The abstractions and control plane you’ve built create the foundation. You have well-defined concepts such as components, endpoints, and dependencies. You have a runtime state aggregated and tied to those concepts. You have a connected view of your system. AI agents can definitely leverage this.

AI agents should be able to interact with your platform as first-class participants. This requires exposing platform capabilities through interfaces that agents can use, such as Model Context Protocol (MCP) servers, APIs with clear semantics, user-friendly CLIs, and skills that map to platform operations.

These capabilities of the platform enable agents to create components, trigger builds and deployments, query environment status, and reason about dependencies. They help you and your developers become more productive.

You can also embed agents inside your platform to help your teams’ day-to-day operations. Here are some examples of agents you can develop:

These agents work because they have access to the control plane’s unified view. They see abstractions, runtime state, and observability data in one place, the same connected story developers see in the portal.

The pattern holds. Good abstractions make everything easier, including AI.

### EXERCISE TASKS
1) Summarize the passage on AI agents and platform abstractions in three sentences.
2) Carry the passage on AI agents and platform abstractions forward from its final sentence.

### DATASET
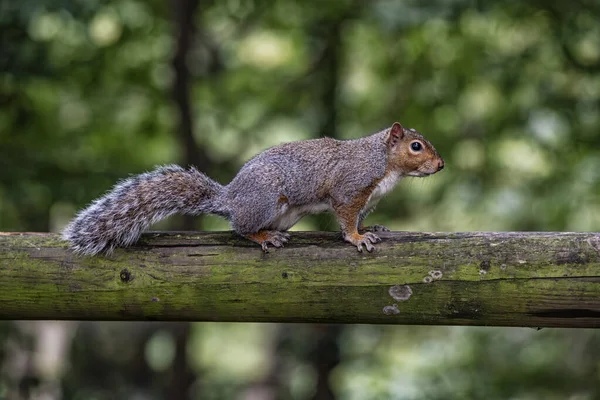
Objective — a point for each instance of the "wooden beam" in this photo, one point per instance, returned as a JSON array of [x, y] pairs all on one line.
[[502, 279]]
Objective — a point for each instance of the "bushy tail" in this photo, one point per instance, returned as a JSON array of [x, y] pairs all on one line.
[[118, 218]]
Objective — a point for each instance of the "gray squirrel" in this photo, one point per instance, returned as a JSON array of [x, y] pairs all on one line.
[[269, 194]]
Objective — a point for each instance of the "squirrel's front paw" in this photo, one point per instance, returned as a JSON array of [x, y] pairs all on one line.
[[375, 228], [363, 240]]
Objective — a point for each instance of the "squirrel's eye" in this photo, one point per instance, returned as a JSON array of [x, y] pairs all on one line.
[[416, 146]]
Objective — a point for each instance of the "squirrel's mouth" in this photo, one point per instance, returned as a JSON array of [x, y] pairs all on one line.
[[420, 174]]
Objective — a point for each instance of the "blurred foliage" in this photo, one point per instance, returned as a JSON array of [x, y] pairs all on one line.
[[508, 92]]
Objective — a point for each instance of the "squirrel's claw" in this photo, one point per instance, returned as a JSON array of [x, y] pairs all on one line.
[[365, 240], [378, 228], [374, 228]]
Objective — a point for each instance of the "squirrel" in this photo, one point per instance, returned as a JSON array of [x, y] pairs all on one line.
[[270, 193]]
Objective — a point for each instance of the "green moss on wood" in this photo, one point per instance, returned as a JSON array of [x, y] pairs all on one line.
[[511, 279]]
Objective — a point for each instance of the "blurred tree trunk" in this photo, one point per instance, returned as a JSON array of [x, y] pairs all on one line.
[[182, 375], [325, 357], [185, 29]]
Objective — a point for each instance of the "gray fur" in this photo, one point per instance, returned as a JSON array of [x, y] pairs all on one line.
[[271, 192]]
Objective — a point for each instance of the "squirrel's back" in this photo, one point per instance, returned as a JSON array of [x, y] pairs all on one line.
[[307, 169]]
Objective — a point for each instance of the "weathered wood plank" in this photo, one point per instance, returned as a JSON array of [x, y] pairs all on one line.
[[504, 279]]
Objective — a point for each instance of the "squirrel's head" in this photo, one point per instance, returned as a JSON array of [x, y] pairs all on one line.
[[410, 153]]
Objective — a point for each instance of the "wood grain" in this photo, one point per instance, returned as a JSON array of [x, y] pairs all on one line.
[[503, 279]]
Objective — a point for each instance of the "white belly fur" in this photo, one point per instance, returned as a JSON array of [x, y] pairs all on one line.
[[291, 214]]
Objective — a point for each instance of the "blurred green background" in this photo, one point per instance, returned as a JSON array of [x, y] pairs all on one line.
[[509, 93]]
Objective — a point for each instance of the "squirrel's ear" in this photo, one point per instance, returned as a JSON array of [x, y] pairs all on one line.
[[396, 134]]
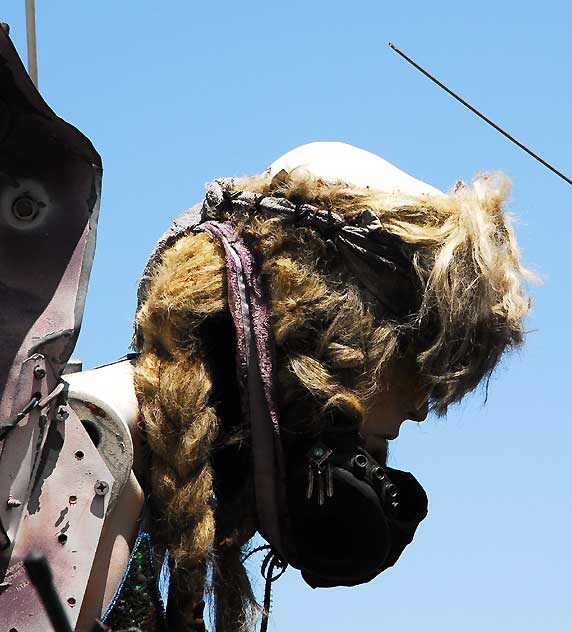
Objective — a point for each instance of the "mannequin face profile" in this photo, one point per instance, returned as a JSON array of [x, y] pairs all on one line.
[[400, 398]]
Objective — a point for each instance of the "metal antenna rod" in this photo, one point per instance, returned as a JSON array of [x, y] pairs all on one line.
[[31, 33], [475, 111]]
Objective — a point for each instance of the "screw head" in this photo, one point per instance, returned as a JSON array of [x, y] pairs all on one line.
[[101, 488], [25, 209], [62, 414], [13, 502]]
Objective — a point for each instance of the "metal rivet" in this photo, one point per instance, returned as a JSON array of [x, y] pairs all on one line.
[[13, 502], [101, 488], [25, 209], [391, 490], [379, 473], [360, 460], [62, 414]]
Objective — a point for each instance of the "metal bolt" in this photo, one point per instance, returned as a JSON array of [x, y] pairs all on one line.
[[13, 502], [101, 488], [25, 209], [62, 414]]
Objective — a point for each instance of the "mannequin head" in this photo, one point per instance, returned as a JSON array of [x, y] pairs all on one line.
[[344, 358]]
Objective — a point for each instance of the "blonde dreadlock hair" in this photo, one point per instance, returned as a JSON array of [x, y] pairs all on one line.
[[333, 343]]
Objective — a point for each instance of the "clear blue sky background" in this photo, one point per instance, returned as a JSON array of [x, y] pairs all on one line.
[[176, 93]]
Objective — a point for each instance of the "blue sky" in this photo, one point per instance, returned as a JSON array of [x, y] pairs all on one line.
[[176, 93]]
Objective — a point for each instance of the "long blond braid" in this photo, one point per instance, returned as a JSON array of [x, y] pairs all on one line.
[[173, 385]]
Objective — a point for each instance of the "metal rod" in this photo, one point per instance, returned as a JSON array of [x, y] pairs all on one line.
[[31, 35], [482, 116]]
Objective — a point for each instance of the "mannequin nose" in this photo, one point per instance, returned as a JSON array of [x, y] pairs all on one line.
[[420, 412]]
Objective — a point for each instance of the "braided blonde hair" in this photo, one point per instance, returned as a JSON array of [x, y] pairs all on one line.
[[332, 346]]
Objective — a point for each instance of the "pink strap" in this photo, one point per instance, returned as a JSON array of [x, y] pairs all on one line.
[[255, 370]]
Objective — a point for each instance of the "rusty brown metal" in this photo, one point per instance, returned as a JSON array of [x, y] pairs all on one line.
[[50, 182]]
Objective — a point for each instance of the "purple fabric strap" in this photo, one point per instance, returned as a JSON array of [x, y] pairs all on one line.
[[255, 369]]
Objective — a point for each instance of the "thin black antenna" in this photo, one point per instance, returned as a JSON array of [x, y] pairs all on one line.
[[475, 111], [31, 37]]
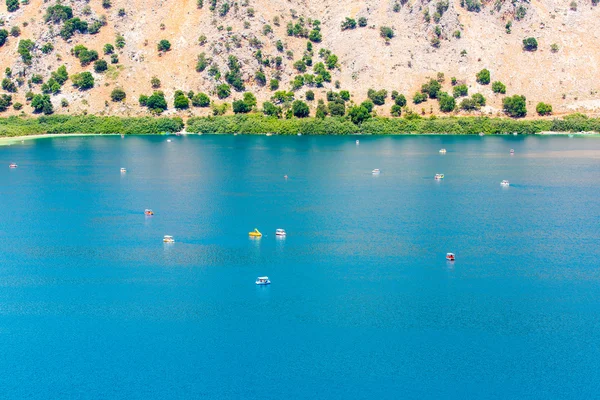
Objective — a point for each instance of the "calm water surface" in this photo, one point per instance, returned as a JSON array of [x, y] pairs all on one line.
[[363, 304]]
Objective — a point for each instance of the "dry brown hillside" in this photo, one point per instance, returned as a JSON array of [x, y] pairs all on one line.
[[567, 78]]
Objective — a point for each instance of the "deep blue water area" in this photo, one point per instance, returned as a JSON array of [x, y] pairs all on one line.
[[362, 305]]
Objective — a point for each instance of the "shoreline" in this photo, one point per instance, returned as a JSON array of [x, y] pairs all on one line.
[[13, 129]]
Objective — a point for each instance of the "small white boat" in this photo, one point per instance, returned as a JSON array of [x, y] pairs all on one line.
[[263, 280], [168, 239]]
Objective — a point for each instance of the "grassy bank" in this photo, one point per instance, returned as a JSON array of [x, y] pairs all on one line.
[[388, 126], [258, 124], [54, 124]]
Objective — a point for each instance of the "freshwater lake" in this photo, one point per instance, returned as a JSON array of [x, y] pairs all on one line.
[[362, 305]]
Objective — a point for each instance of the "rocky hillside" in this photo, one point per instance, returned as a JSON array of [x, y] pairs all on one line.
[[457, 38]]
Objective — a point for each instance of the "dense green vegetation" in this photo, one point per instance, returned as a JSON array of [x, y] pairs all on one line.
[[257, 124], [15, 126]]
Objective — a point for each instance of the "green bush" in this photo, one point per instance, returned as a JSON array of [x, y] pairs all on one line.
[[42, 103], [3, 36], [5, 102], [164, 45], [180, 100], [12, 5], [200, 100], [400, 100], [300, 109], [118, 94], [58, 13], [271, 110], [100, 66], [223, 91], [377, 96], [83, 80], [348, 23], [515, 106], [419, 97], [483, 77], [530, 44], [460, 91], [543, 109], [9, 85], [432, 88], [24, 49], [498, 87], [386, 32], [447, 102], [358, 114]]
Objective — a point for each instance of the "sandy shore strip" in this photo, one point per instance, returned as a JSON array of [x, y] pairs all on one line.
[[10, 140]]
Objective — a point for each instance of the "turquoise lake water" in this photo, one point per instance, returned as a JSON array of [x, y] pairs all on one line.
[[363, 304]]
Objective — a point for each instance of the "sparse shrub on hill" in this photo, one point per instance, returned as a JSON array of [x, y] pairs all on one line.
[[419, 97], [202, 62], [271, 110], [9, 85], [41, 104], [358, 114], [83, 80], [24, 49], [447, 102], [100, 66], [164, 45], [377, 96], [530, 44], [71, 26], [117, 95], [223, 91], [180, 100], [260, 78], [58, 13], [120, 41], [431, 88], [460, 91], [156, 103], [386, 32], [3, 36], [515, 106], [200, 100], [471, 5], [300, 109], [543, 109], [483, 77], [348, 23], [5, 102], [498, 87], [84, 55], [12, 5]]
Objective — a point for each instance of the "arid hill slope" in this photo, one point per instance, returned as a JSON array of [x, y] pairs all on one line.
[[567, 78]]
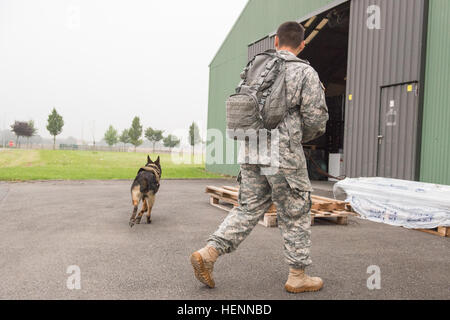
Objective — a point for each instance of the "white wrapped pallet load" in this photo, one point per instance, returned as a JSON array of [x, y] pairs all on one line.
[[414, 205]]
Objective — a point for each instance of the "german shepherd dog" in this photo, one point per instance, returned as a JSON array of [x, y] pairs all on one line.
[[144, 187]]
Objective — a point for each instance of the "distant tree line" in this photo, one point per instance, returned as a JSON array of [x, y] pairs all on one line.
[[132, 135], [26, 129]]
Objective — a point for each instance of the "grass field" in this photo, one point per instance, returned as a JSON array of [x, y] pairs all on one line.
[[19, 165]]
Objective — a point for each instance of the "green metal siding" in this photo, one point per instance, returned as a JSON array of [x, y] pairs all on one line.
[[435, 155], [258, 19]]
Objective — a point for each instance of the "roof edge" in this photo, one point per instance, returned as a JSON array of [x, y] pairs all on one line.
[[229, 32]]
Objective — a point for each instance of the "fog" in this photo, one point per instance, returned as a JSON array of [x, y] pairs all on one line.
[[102, 62]]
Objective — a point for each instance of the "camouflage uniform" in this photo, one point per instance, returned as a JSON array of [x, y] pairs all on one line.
[[289, 188]]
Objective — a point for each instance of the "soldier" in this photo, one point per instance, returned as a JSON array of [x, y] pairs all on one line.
[[289, 188]]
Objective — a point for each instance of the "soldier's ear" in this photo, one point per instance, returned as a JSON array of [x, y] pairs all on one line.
[[302, 46]]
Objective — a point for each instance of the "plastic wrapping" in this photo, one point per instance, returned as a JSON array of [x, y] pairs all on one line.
[[409, 204]]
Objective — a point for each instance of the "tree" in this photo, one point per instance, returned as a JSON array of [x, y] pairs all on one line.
[[153, 136], [22, 129], [55, 124], [135, 133], [124, 138], [111, 137], [32, 130], [194, 136], [171, 141]]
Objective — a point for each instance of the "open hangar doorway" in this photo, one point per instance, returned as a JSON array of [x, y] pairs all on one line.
[[327, 43]]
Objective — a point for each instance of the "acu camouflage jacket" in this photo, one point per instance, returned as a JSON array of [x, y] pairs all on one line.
[[306, 120]]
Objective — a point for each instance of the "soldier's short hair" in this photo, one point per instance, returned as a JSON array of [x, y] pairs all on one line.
[[291, 34]]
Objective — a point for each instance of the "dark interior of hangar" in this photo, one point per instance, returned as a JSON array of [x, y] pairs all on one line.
[[326, 37]]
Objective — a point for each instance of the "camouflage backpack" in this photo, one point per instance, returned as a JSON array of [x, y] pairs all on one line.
[[260, 99]]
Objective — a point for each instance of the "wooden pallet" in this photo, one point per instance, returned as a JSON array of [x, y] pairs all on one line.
[[226, 198], [439, 231]]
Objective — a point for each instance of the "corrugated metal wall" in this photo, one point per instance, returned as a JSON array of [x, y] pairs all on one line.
[[261, 46], [435, 155], [259, 18], [388, 56]]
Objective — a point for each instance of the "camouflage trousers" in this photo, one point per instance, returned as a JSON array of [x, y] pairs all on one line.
[[256, 194]]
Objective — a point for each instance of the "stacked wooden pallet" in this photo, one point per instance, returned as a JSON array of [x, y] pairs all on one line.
[[226, 198]]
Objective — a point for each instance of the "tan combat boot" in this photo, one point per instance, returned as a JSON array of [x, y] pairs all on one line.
[[203, 263], [298, 282]]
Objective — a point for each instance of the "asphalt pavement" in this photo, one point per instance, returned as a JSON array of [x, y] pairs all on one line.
[[48, 226]]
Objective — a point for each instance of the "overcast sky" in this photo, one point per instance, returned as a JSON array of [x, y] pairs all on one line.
[[102, 62]]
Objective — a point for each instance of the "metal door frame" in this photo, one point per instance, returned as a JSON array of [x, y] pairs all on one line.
[[418, 131]]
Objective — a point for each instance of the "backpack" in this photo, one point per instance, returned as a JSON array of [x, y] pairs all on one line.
[[260, 100]]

### THE RESPONSES
1) A platform's control plane gives AI agents a connected view of the system through well-defined concepts such as components, endpoints, and dependencies, tied to aggregated runtime state. Agents can take part as first-class participants when the platform exposes its capabilities through interfaces such as MCP servers, APIs with clear semantics, user-friendly CLIs, and skills. This access lets them create components, trigger builds and deployments, query environment status, and reason about dependencies, and embedded agents work because they see abstractions, runtime state, and observability data in one place, showing that good abstractions make everything easier, including AI.

2)
OpenChoreo is an open-source developer platform for Kubernetes. It was recently accepted into the CNCF as a sandbox project. OpenChoreo implements the architecture described in this article: developer abstractions backed by a control plane, a Backstage-powered portal, integrated CI/CD and GitOps, and observability wired to your abstractions.

If you’re building this architecture yourself, OpenChoreo is worth studying as a reference, even if you don’t adopt it directly. The project demonstrates how these pieces fit together: how abstractions compile into Kubernetes resources, how runtime state flows back to the portal, and how guardrails are enforced during compilation.

You can use OpenChoreo as a complete platform, or install its Backstage plugins into your existing portal and use just the control plane layer. Either way, the underlying patterns are what matter. The architecture is the idea. OpenChoreo is one way to implement it.

These planes work together but remain separate concerns. You can reason about each independently, evolve them at different rates, and deploy them flexibly: a single cluster with namespace isolation for dev/test, fully separated multi-cluster setups for production, or hybrid topologies that colocate planes like Control and CI for cost efficiency.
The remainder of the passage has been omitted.